WHAT YOU HAVE TO DO
Find each line in the rows below that contains the word "wooden", and copy those lines out in full.

(Stored items)

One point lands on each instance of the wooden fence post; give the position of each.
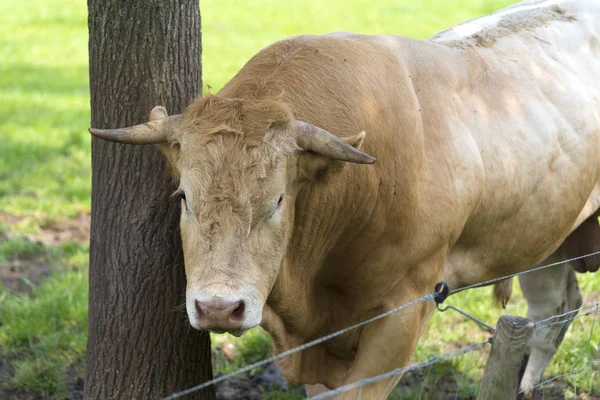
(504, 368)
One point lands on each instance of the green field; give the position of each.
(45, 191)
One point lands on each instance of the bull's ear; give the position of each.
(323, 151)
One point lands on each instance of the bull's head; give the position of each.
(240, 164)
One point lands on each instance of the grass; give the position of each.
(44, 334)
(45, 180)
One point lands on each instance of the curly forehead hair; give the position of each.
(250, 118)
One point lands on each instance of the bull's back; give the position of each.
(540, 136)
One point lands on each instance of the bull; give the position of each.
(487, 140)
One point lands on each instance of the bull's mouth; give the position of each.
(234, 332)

* * *

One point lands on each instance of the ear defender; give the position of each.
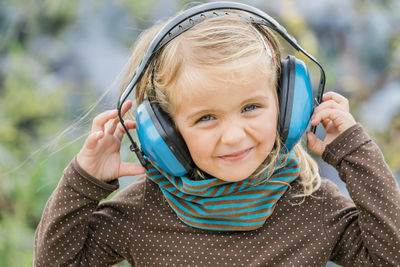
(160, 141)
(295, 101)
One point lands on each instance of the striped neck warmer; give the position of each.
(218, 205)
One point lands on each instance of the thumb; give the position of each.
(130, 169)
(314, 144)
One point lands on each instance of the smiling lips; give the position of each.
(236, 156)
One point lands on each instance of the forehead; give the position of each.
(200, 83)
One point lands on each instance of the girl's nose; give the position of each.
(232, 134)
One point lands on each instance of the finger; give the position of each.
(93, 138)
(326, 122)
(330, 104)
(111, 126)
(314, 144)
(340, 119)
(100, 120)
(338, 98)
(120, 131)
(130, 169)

---

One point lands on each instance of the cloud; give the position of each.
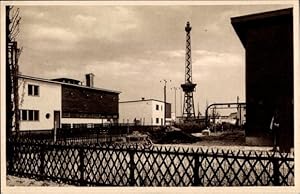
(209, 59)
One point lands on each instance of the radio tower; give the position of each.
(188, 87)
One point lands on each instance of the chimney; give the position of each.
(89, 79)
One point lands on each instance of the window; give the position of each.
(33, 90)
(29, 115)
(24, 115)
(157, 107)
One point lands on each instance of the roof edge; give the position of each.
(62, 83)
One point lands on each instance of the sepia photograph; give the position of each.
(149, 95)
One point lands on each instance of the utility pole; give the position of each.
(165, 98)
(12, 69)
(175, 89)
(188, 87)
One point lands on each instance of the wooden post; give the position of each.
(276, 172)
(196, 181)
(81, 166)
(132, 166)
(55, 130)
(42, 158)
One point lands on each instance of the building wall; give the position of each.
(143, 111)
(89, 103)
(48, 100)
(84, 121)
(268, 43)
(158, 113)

SOLUTION TO THIS TASK
One point lands on each instance of the wooden fence post; give the position of each.
One point lands on each instance of the wooden post; give the position of each.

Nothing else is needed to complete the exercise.